**Directions:**
Scan the records for the line containing "Target: satellite dish"; extract it and all later lines, verbatim, through the end, and nothing before it.

:::

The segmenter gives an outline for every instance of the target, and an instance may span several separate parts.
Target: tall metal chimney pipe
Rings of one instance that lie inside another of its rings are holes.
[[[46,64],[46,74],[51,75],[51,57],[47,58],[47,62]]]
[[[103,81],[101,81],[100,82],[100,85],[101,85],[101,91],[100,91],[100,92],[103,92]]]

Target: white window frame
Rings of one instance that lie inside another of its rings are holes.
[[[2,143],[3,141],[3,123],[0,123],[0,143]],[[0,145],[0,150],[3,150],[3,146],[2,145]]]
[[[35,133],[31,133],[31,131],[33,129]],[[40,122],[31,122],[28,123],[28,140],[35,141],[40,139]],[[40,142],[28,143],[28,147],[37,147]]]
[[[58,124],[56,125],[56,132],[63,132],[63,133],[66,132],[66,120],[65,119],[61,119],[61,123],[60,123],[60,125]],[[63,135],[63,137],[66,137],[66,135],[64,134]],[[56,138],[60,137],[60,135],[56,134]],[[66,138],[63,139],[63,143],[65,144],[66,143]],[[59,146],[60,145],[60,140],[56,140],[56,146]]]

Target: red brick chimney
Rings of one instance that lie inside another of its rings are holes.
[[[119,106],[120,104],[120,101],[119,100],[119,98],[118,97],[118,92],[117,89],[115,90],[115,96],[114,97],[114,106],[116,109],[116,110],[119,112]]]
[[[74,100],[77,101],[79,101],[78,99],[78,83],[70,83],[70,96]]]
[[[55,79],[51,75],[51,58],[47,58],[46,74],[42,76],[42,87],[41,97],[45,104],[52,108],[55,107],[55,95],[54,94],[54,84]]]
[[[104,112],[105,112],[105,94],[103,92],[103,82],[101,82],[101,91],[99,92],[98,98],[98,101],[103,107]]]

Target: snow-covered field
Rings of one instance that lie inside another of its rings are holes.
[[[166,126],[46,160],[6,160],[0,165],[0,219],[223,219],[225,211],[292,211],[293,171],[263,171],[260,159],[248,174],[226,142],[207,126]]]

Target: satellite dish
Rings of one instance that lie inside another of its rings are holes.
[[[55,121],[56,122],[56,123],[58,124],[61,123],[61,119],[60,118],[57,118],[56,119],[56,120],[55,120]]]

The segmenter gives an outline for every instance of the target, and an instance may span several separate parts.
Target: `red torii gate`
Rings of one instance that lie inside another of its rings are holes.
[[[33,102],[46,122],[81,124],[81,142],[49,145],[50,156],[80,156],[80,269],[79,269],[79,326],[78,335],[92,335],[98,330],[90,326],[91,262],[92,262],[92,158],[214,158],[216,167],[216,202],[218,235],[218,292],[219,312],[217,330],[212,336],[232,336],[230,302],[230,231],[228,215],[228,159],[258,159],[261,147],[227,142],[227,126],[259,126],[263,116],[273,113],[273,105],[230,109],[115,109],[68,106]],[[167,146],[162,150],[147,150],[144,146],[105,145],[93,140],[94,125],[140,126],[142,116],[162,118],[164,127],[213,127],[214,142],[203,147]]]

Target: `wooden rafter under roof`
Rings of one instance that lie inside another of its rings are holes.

:::

**Answer to this task:**
Target: satellite dish
Rings of one instance that lie inside another of its rings are holes.
[[[55,121],[56,122],[56,123],[58,124],[61,123],[61,119],[60,118],[57,118],[56,119],[56,120],[55,120]]]

The segmenter gives an outline for every instance of the target, and an instance may span several separate parts.
Target: `red torii gate`
Rings of one instance that lie inside another of its rings are holes.
[[[33,102],[46,122],[81,124],[81,142],[49,145],[50,156],[80,156],[80,269],[79,269],[79,326],[78,335],[92,335],[98,330],[90,326],[91,262],[92,262],[92,158],[214,158],[216,167],[216,202],[218,235],[218,292],[219,312],[217,330],[212,336],[232,336],[230,302],[230,231],[228,215],[228,159],[258,159],[261,147],[227,142],[227,126],[259,126],[263,116],[273,113],[273,105],[230,109],[115,109],[68,106]],[[167,146],[162,150],[147,150],[144,146],[105,145],[93,140],[94,125],[140,126],[142,116],[162,118],[164,127],[213,127],[214,142],[203,147]]]

Target: `wooden rafter under roof`
Rings of one instance that lie inside another of its rings are holes.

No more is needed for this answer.